### Prompt 1
According to the review of The Third Monday in October, in what year did the filming take place?
### Prompt 2
Extend the review of The Third Monday in October, picking up after its final sentence.

The Third Monday in October

The Third Monday in October

The documentary The Third Monday in October generated mixed emotions in me, but it pretty much held my interest the whole way, and in the end I clearly liked it.

The film follows the campaigns for student government in four middle schools.

The first thing I have mixed feelings about is the style itself. There is no narration, no context, no commentary, and precious little in the way of supplementary visuals or identifying text or graphics. It’s just clips of the students campaigning, at home, meeting with teachers, hearing the election results, etc. strung together one after another. The filming took place in 2004, so to provide a comparison they purposely shot some scenes with a TV on in the background covering the Bush-Kerry presidential race, but other than that, the only content is clips of these kids running for student government.

I definitely like that better than if they had jazzed it up with a lot of gimmicks, or dulled it down with too much narration. But I think I would have liked some sort of middle ground between that and this bare bones style. Maybe closer to the latter though, as in fact I have to say this style mostly works after all. It kept me interested, and most of it is self-explanatory enough that you really don’t need much if any narration to know what’s going on. So letting the events speak for themselves was a pretty good choice, even if I’m not convinced it was the ideal choice.

### Records shown
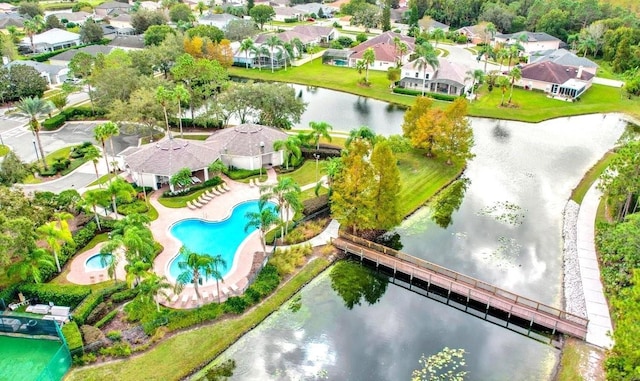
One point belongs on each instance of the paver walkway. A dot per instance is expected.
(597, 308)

==

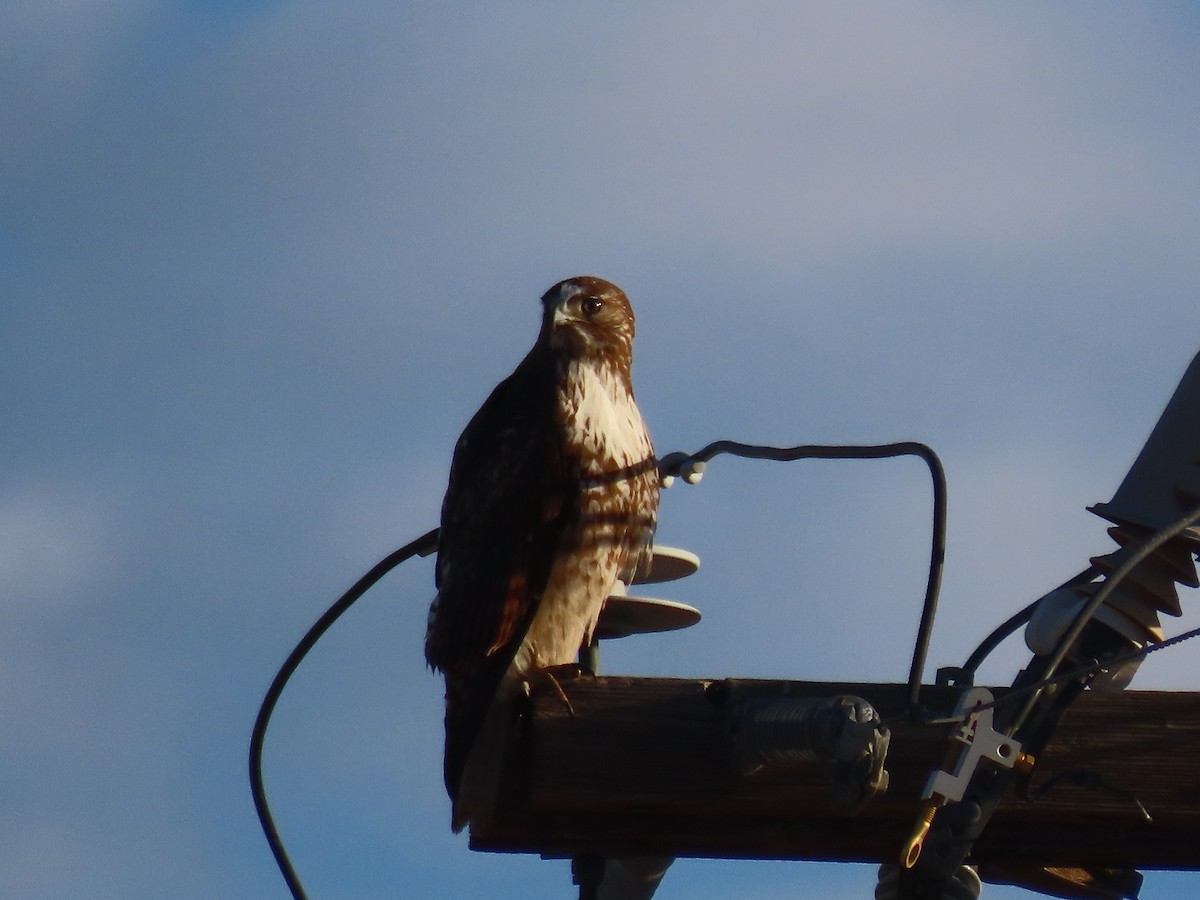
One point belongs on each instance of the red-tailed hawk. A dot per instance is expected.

### Exercise answer 1
The filming took place in 2004.

### Exercise answer 2
I think the film is a bit hampered by limitations on material. Either that or they made some peculiar editing decisions. For instance, some of the student candidates are not interviewed or are interviewed very briefly, so we see them out campaigning and giving speeches and such, but they don’t get the “up close and personal” treatment others do, and I assume that’s because they didn’t agree to interviews or something happened to make their interviews unusable. Also, an obvious example is one of the students is nearly kicked off the ballot for allegedly violating the rules in her formal speech for the school assembly, yet she’s one of the small minority of candidates of whom we see no clips from their speeches.

I was genuinely uncomfortable early in the film. I hated that environment when I was that age, and watching this brought back negative emotions.

Though I tend to like kids and connect better with them than most adults do, this may be the age of childhood that I feel least positive about. Certainly I wanted nothing to do with the vast majority of my peers when I was that age myself, and this film brought some of those emotions back too, reminding me what can be so annoying about middle schoolers.

Younger kids are cute and I really don’t hold them up to any standards that they could fall short of, so they don’t disappoint me. And adults (well, most—OK, a few) are rational beings that you can interact with on that level, but 13 and 14 year olds are more apt to hit me negatively on a visceral level.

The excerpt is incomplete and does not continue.